Exercise prompt
Please transcribe the data that follows without the pictures, keeping every word the same.

* start Stored records *

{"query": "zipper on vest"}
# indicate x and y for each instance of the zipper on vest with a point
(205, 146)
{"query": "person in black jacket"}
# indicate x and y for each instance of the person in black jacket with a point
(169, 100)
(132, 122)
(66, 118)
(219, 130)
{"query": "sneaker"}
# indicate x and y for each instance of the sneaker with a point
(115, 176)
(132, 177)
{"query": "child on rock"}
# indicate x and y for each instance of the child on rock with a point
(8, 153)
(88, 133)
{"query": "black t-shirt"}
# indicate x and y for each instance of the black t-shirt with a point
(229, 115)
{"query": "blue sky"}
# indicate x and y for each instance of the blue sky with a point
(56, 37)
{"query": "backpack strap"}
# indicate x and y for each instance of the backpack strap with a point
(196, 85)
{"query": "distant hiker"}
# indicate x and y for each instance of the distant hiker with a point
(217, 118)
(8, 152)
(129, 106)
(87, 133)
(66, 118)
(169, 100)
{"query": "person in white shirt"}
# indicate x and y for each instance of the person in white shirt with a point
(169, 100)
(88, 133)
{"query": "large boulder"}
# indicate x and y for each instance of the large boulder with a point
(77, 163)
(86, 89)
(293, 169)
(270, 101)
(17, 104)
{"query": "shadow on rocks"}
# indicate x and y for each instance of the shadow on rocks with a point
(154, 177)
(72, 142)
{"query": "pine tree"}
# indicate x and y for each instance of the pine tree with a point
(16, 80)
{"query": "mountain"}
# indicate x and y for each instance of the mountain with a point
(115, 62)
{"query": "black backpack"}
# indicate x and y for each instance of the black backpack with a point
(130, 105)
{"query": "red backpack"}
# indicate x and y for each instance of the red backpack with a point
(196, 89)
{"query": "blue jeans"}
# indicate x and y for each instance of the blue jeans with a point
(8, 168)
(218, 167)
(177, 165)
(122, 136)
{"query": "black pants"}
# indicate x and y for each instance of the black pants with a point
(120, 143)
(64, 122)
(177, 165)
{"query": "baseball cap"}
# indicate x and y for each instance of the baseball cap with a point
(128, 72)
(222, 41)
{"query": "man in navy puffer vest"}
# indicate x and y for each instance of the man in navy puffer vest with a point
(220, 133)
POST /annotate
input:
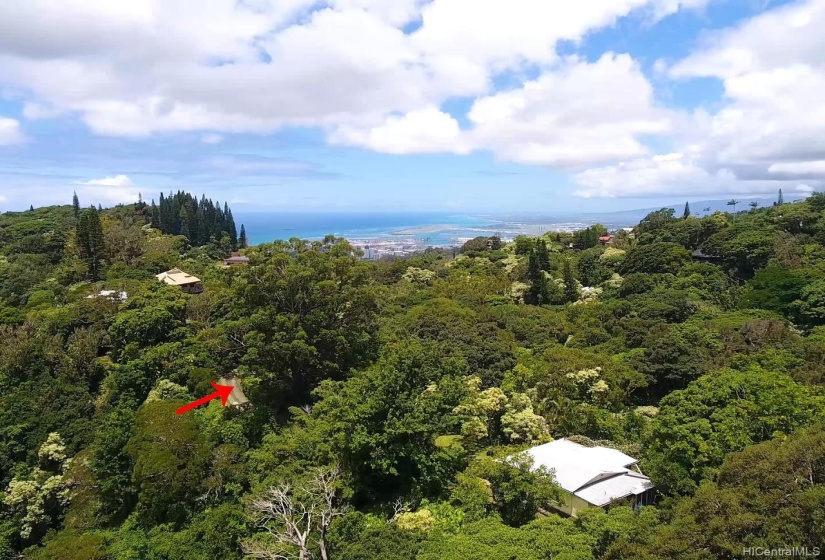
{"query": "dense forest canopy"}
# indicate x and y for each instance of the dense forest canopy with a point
(393, 399)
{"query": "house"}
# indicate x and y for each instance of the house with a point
(700, 256)
(236, 258)
(593, 476)
(111, 294)
(236, 397)
(176, 277)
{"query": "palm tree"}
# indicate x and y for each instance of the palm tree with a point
(733, 202)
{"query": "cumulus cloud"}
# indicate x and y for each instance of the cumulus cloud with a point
(564, 118)
(769, 131)
(212, 139)
(258, 65)
(426, 131)
(10, 132)
(113, 181)
(379, 74)
(578, 113)
(773, 73)
(116, 189)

* end Stored records *

Completed exercise
{"query": "zipper on vest"}
# indicate x and y for each instance of the zipper on vest with a point
(205, 146)
{"query": "person in black jacket"}
# indicate x and y for each instance of the person in black jacket with a point
(169, 100)
(132, 122)
(66, 118)
(219, 130)
{"query": "sneaker"}
# indicate x and y for each instance of the sneaker with a point
(115, 176)
(132, 177)
{"query": "child on rock"}
# indicate x and y for each instance of the child on rock with a point
(8, 153)
(88, 133)
{"query": "black t-shirt"}
# indicate x and y for each instance of the black t-shirt with a point
(229, 115)
{"query": "blue sky"}
# indicate x and y for each instance of the blue sky with a point
(56, 37)
{"query": "backpack strap"}
# indicate x and y for each instance of the backpack strap with a point
(196, 85)
{"query": "distant hiker"}
# indicate x and y for each instance of the distant hiker with a point
(217, 118)
(8, 152)
(129, 106)
(87, 133)
(66, 118)
(169, 100)
{"query": "person in white shirt"}
# indicate x and y for each instance of the person in white shirt with a point
(169, 100)
(88, 133)
{"query": "large boulder"}
# indicate x and y for each instance of the large boulder with a point
(77, 163)
(86, 89)
(293, 169)
(270, 101)
(17, 104)
{"query": "shadow on rocks"}
# indicate x and y for each instance of the shadow on rocks with a point
(154, 177)
(72, 142)
{"query": "pine tree"}
# indicate x and y for each instance of the pine tree with a point
(16, 80)
{"query": "mountain"}
# indicate x and y for each instance of the mountain with a point
(115, 62)
{"query": "black backpack"}
# indicate x and y for each instance of the black backpack with a point
(130, 105)
{"query": "red backpack"}
# indicate x and y for each instance of the red backpack with a point
(196, 89)
{"query": "blue jeans"}
# indicate x and y for each instance of the blue jeans with a point
(8, 168)
(218, 167)
(177, 165)
(122, 136)
{"query": "black pants"}
# indicate x and y for each instance of the black pants with a point
(120, 143)
(64, 122)
(177, 165)
{"query": "baseball cap"}
# indicate x and y for each instance of the baseball cap with a point
(128, 72)
(222, 41)
{"query": "man in navy puffer vest"}
# indicate x and y for each instance of the man in navy puffer vest with a point
(220, 133)
POST /annotate
input:
{"query": "dense forest canopy"}
# indicate x and y for each instance of the dense forest canopy with a point
(393, 399)
{"query": "house"}
# indicate x and y for each instance of the house with a point
(700, 256)
(236, 258)
(593, 476)
(111, 294)
(236, 397)
(176, 277)
{"query": "palm tree"}
# indicate x and y for each instance of the palm tree with a point
(733, 202)
{"query": "cumulus cloud"}
# indicate x and y for each instance of the cumulus cloud with a point
(564, 118)
(769, 131)
(212, 139)
(258, 65)
(426, 131)
(10, 132)
(113, 181)
(379, 74)
(578, 113)
(773, 73)
(116, 189)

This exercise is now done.